**WORK REQUIRED**
Write out every one of the rows below word for word, leaving out the pictures.

**Photo object pointing rows**

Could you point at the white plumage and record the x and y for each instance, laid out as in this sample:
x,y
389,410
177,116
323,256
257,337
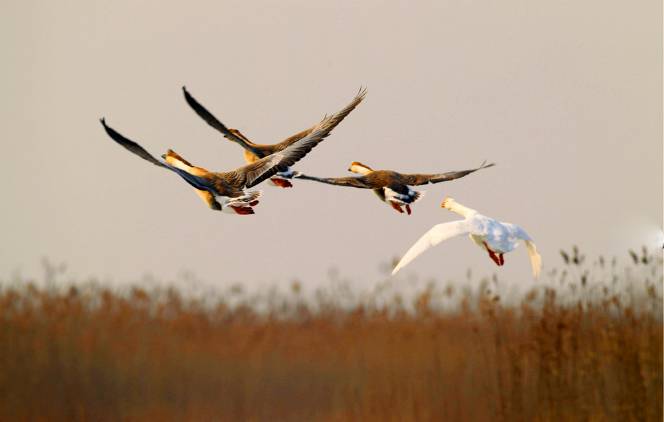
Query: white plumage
x,y
496,237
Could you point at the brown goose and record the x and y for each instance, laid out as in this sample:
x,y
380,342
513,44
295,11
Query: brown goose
x,y
230,186
390,186
252,151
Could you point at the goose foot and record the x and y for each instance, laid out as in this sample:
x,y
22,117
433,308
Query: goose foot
x,y
396,206
492,255
242,210
282,183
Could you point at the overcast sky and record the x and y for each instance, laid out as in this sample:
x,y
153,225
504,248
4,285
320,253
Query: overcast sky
x,y
565,96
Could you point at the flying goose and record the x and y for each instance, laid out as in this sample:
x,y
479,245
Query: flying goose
x,y
252,151
230,186
496,237
390,186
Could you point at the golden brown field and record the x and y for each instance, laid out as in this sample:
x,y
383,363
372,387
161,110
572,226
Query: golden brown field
x,y
89,353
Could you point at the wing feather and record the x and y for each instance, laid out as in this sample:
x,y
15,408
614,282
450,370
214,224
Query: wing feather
x,y
535,258
215,123
433,237
132,146
260,170
423,179
354,182
197,182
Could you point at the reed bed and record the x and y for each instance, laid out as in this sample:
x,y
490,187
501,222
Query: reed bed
x,y
85,352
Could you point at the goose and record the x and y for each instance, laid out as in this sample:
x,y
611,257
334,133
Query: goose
x,y
254,152
390,186
496,237
230,187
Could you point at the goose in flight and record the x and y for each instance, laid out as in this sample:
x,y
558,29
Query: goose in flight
x,y
496,237
254,152
390,186
230,187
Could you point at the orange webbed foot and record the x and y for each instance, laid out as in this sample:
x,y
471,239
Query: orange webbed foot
x,y
396,207
492,255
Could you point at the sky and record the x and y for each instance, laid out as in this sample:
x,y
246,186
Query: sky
x,y
565,97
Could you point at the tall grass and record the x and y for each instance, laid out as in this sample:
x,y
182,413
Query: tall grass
x,y
583,353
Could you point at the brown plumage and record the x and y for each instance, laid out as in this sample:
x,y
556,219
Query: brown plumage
x,y
253,151
231,185
390,186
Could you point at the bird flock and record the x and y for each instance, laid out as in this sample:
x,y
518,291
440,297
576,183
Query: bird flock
x,y
229,191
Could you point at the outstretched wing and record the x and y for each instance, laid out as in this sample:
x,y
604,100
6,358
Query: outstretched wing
x,y
353,182
340,115
229,134
434,236
256,172
423,179
533,255
535,258
132,146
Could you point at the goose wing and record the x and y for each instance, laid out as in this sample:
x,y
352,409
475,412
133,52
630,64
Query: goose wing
x,y
423,179
197,182
434,236
354,182
340,116
256,172
229,134
533,255
132,146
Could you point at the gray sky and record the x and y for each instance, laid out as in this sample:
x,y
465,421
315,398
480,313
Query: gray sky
x,y
565,96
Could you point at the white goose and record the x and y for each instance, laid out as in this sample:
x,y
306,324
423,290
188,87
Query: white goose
x,y
496,237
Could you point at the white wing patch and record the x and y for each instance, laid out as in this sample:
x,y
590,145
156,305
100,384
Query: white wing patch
x,y
433,237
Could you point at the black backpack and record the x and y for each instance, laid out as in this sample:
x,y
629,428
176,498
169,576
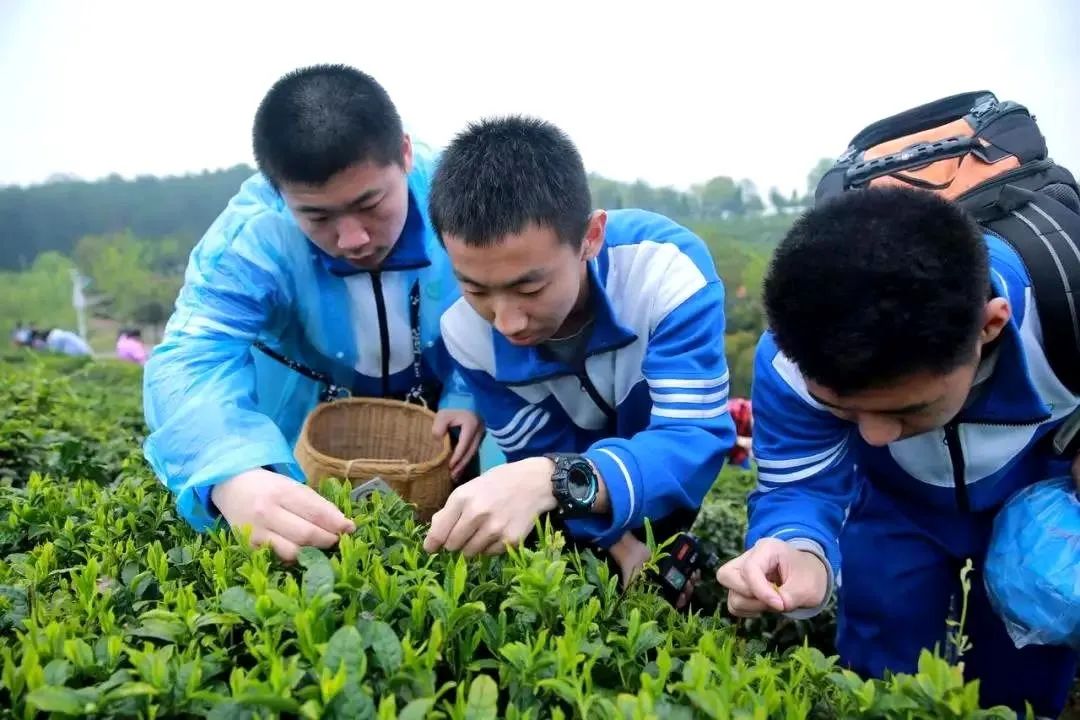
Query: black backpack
x,y
989,158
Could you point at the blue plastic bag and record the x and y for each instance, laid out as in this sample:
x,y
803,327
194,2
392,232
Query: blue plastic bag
x,y
1033,565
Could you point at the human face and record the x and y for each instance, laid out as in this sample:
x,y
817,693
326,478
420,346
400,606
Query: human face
x,y
359,214
528,285
918,403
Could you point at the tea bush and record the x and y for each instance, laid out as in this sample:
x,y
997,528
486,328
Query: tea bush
x,y
112,607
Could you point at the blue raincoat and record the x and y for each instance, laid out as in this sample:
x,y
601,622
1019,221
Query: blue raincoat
x,y
216,406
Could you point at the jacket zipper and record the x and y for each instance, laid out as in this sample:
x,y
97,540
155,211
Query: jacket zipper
x,y
956,454
588,385
380,309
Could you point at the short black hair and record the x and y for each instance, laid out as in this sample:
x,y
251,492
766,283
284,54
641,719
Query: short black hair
x,y
316,121
501,175
877,285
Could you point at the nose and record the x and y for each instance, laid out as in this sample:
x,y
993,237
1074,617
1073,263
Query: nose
x,y
509,318
352,235
878,431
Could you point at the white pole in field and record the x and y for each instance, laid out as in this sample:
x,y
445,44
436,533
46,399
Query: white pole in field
x,y
79,300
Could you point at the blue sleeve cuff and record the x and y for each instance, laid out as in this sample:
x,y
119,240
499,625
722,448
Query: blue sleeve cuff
x,y
814,548
457,401
617,470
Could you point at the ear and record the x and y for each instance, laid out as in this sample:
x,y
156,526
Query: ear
x,y
996,315
407,152
594,235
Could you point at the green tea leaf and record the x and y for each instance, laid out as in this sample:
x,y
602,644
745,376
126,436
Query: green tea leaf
x,y
352,703
318,574
230,710
383,642
170,630
240,602
13,607
57,671
483,698
53,698
346,647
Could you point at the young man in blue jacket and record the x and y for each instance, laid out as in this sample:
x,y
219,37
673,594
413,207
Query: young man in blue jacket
x,y
901,395
324,259
592,342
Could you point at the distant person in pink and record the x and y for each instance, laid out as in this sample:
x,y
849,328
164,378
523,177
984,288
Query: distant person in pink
x,y
130,347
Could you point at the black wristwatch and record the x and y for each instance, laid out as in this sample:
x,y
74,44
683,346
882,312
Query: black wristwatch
x,y
574,484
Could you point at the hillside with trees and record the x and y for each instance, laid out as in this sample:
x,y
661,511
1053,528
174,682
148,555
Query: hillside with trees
x,y
131,239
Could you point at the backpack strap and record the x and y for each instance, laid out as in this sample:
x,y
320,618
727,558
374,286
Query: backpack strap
x,y
1047,236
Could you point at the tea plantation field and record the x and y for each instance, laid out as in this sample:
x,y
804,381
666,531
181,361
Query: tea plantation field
x,y
112,607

**EXERCISE OUTPUT**
Could you point at the white plumage and record the x and y for each instance, laid out as in this sample:
x,y
389,410
177,116
323,256
257,337
Query: white plumage
x,y
496,237
Could you point at the brown goose and record the x and y for each instance, laid out as in this sample:
x,y
380,342
513,44
295,11
Query: brown goose
x,y
230,186
390,186
252,151
Could you point at the goose foot and record the x and y for each instance, laid out as in this sample:
x,y
22,117
433,308
Query: goose foot
x,y
396,206
492,255
242,210
282,183
Could you point at the overcast sky and record the x and y for each instance, laid out as in this sample:
x,y
153,225
504,248
4,285
320,253
Query: overcast sky
x,y
565,96
Could you point at the flying goose and record the x and y for each instance, laid out as in this sample:
x,y
479,245
Query: flying goose
x,y
252,151
230,186
496,237
390,186
Could you point at the golden brown field and record the x and y for each instance, laid out as in this sample:
x,y
383,363
372,387
161,110
572,226
Query: golden brown field
x,y
89,353
Could you point at the wing feather and record the x and y for each instance, laid out as in this sample:
x,y
15,408
614,282
450,370
214,224
Query: wing feather
x,y
535,258
215,123
433,237
132,146
260,170
423,179
354,182
197,182
Could you point at the reed bed and record the x and y for each instance, laid out as in this sample:
x,y
490,187
501,222
Query: reed bed
x,y
85,352
Could you point at the goose and record the x and y for each instance, laid out as in this sample:
x,y
611,257
334,133
Query: goose
x,y
254,152
390,186
496,237
230,187
Could you point at the goose in flight and record the x and y for each instance, laid out as in this sample:
x,y
558,29
Query: goose in flight
x,y
496,237
254,152
390,186
230,187
Could you point at the orange webbed foot and record the x and y for each instance, laid out as in this sample:
x,y
471,239
Query: orange webbed foot
x,y
396,207
492,255
Could you point at the sky and record the x and y for each instance, laid out as in this sample:
x,y
246,186
Query: sky
x,y
565,97
Could you point at the tall grass and record the x and y for each instance, laid out as in this sample:
x,y
182,413
Query: tall grass
x,y
583,353
Could you point at the brown plumage and record the x and y for each instance, laid out as in this sample:
x,y
556,219
Query: brown plumage
x,y
253,151
231,185
390,186
Could you point at the bird flock and record the x and y for each instance, laid out as in this sample:
x,y
518,291
440,297
576,183
Query: bird flock
x,y
229,191
Could you point at the outstretched wing and record the x and y for each instance, laid out as in this sample:
x,y
604,100
6,358
Query: outstretched wing
x,y
353,182
340,115
229,134
434,236
256,172
423,179
533,255
535,258
132,146
Could you point at the goose wing and record the x and y for each instance, laid out as in this sample:
x,y
352,409
475,412
133,52
630,64
Query: goose wing
x,y
423,179
197,182
434,236
354,182
340,116
256,172
229,134
533,255
132,146
Could you point at the gray sky and record the x and y for each instance, laid out as in this sample:
x,y
465,421
315,398
480,313
Query: gray sky
x,y
565,96
Could you point at the white goose and record the x and y for each instance, laid out as in this sample:
x,y
306,324
423,290
188,87
Query: white goose
x,y
496,237
Could you point at the white wing patch and record the x and y for each instance, laid out as in this sample:
x,y
590,145
156,305
100,384
Query: white wing patch
x,y
433,237
Could you point at the black backpack and record the x and y for each instance, laid out as in this sample:
x,y
629,428
176,498
169,576
Query: black backpack
x,y
989,158
Could you point at the blue plastic bag and record the x and y for each instance, laid out as in this sample:
x,y
803,327
194,2
392,232
Query: blue plastic bag
x,y
1033,565
Could you point at the human face and record the x and y for each instance, laid out as in this sample:
x,y
817,693
326,478
420,346
400,606
Query: human face
x,y
359,214
528,285
918,403
Could you point at the tea bush and record the x and y for each instance, laid out as in this sample:
x,y
997,528
486,328
Query: tea bush
x,y
112,607
Could you point at the blue raincoat and record the x and y for each instance, laid out as in this sample:
x,y
601,622
1019,221
Query: blue raincoat
x,y
216,406
Could you point at the jacket zipper and record the x and y for each instance, laid out as in this sample:
x,y
97,540
155,211
Query: jacket zipper
x,y
956,454
588,385
380,309
Could you point at the short black hair and record the x and y for each instance, laid out as in this sample:
x,y
251,492
766,283
284,54
641,719
Query: short black hair
x,y
316,121
501,175
877,285
Could you point at the nose and record the x and y for each instance, laid out as in this sample:
x,y
993,237
1074,617
1073,263
Query: nose
x,y
509,318
352,235
878,431
Could you point at the white pole in field and record the x and y for each instance, laid out as in this sample:
x,y
445,44
436,533
46,399
Query: white pole in field
x,y
79,300
Could you point at the blue sleeve cuff and record the x and y for each instance, laid out as in this sample:
x,y
119,240
499,625
722,448
Query: blue sleeve cuff
x,y
814,548
457,401
617,470
Could you point at the ear and record the x and y for each instance, laid out as in this sample:
x,y
156,526
Query: ear
x,y
996,315
407,152
594,235
Could you point at the green tea leaf and record the x and y for each instance, laid out as in this sample:
x,y
602,644
745,376
126,436
Query: green tea leaf
x,y
352,703
318,574
230,710
383,642
170,630
240,602
13,607
57,671
483,698
53,698
346,647
Could you point at the young man in blue jacket and record the x and y for each instance, laid out as in this sample:
x,y
219,37
673,594
413,207
Query: young man in blue jacket
x,y
901,395
324,259
592,342
Could you point at the distant person in pink and record the x and y for each instance, laid out as in this sample:
x,y
849,328
164,378
523,177
984,288
Query: distant person in pink
x,y
130,347
Could you point at the black wristwatch and record the x and y for each instance, laid out as in this sample:
x,y
74,44
683,346
882,312
Query: black wristwatch
x,y
574,484
Could you point at the hillside with trees and record the x and y for each instance, laid out as in this sample:
x,y
661,511
1053,528
174,682
148,555
Query: hillside with trees
x,y
131,239
Could you point at the backpack strap and record the x and y for each instance, laid out as in this sample:
x,y
320,618
727,558
374,286
Query: backpack strap
x,y
1047,236
Could you point at the tea plantation field and record the x and y for each instance, laid out as in this sample:
x,y
804,381
666,531
181,361
Query: tea plantation field
x,y
112,607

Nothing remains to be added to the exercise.